---------- Data for this exercise ----------

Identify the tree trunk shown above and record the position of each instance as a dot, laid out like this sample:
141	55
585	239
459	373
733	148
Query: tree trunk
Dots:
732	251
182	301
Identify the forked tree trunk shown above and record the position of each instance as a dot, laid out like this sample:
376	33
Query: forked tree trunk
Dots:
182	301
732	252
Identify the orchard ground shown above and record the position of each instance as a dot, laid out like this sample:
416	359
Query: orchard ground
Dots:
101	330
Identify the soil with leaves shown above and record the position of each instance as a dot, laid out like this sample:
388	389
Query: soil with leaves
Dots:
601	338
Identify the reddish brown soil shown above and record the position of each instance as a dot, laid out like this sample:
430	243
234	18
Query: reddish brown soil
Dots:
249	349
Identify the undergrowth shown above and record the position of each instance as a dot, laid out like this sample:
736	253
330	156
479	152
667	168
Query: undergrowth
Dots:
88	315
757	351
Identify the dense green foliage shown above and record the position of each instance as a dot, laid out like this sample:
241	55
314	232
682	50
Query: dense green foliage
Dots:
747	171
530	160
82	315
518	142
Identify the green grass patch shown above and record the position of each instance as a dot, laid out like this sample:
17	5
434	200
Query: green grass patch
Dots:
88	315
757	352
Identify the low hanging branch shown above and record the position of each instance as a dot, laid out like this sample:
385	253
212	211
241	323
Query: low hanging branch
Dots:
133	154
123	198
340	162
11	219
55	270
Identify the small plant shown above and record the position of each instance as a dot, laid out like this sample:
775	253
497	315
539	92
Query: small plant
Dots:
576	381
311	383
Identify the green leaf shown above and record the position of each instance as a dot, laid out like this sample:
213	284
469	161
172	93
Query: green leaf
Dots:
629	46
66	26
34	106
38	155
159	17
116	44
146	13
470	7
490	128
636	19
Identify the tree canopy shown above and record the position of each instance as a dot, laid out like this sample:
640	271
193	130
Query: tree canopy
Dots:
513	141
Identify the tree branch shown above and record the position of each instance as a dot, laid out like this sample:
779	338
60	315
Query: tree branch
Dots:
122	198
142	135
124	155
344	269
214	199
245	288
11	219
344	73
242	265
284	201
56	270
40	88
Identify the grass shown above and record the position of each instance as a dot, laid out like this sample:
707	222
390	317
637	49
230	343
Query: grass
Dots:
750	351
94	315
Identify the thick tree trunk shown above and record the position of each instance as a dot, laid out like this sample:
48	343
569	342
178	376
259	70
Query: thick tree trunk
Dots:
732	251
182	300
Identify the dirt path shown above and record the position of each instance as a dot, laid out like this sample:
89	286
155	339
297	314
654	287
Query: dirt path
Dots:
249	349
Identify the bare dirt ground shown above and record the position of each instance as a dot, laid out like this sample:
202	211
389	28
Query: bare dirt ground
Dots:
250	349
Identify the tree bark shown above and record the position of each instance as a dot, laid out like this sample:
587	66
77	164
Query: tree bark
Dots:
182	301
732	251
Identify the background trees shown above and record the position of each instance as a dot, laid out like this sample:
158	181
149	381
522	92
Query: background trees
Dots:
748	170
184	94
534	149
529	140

----------

Set down the material exactly, keeping every line.

Identify the tree trunk shown above and record the position of each instance as a dot, laid out like this sample:
141	55
585	239
459	373
733	148
Query: tree trunk
Dots:
732	251
182	301
Identify the forked tree trunk shown above and record the position of each instance as a dot, laid out like this sample:
376	33
Query: forked tree trunk
Dots:
182	301
732	252
Identify the orchard ground shown above and record the position of each instance as a dot, laid out like this sample:
416	359
Query: orchard ground
Dots:
101	330
Identify the soil with leaves shown above and record the position of each instance as a dot, laid out like this sample:
388	389
Query: soil with leaves
Dots:
601	338
Identify the reddish brown soil shown above and record the position of each instance as a dot, laid out like this sample:
430	243
234	18
Query: reddish brown soil
Dots:
249	349
Identify the undergrowth shown above and record the position of each instance as a dot, laid out like this sample:
736	253
330	156
479	152
667	168
Query: undergrowth
Dots:
88	315
757	351
Identify the dense green foliage shown above and record the position of each instance as a dot, laid out like this sample:
241	55
314	232
682	50
Query: dense green foliage
Dots:
747	171
530	160
82	315
518	142
Identify the green grass patch shown above and record the position of each instance as a dot, laid out like this sample:
17	5
434	200
Query: green grass patch
Dots:
88	315
757	352
Identify the low hanging branch shown above and record the position of each instance as a dot, laid out like this sample:
385	253
212	211
241	323
Query: low hanging branch
Dots:
133	154
123	198
340	162
11	219
55	270
Identify the small plant shown above and record the position of each instance as a dot, laid out like this sample:
775	253
497	315
539	92
Query: small plant
Dots:
576	381
311	383
Identify the green leaf shown above and record the position of each instance as a dot, laid out like this sample:
213	284
469	161
172	93
Query: green leaf
Dots:
629	46
66	26
34	106
38	155
159	17
116	44
146	13
470	7
490	128
636	19
Identify the tree canopy shown above and record the position of each instance as a dot, laid out like this sample:
640	271
193	130
Query: tree canopy
Dots:
513	141
Identify the tree branch shown above and record the position of each instance as a dot, laid out like this sample:
779	338
60	315
Query: tree branch
Dots:
122	198
142	135
124	155
344	269
214	199
245	288
11	219
344	73
242	265
284	201
56	270
40	88
Identify the grass shown above and record the position of each instance as a dot, laid out like this sample:
707	222
390	317
637	49
230	343
Query: grass
Dots:
750	351
94	315
Identify the thick tree trunk shown above and record the position of each instance as a dot, laid out like this sample:
48	343
569	342
178	376
259	70
Query: thick tree trunk
Dots:
732	251
182	300
Identify the dirt path shown above and record the position of each instance as a dot, laid out like this sample:
89	286
155	339
297	314
654	287
Query: dirt path
Dots:
249	349
Identify the bare dirt ground shown above and record the position of each instance as a dot, laid out like this sample:
202	211
389	28
Query: bare dirt ground
Dots:
250	349
Identify the tree bark shown above and record the position of each instance as a dot, laid out like this sample:
587	66
77	164
Query: tree bark
Dots:
182	301
732	251
Identify the background trees shown above and record the position of each instance as a dot, laid out like this sample:
158	181
149	381
522	92
Query: background trees
Dots:
748	170
184	94
534	149
529	140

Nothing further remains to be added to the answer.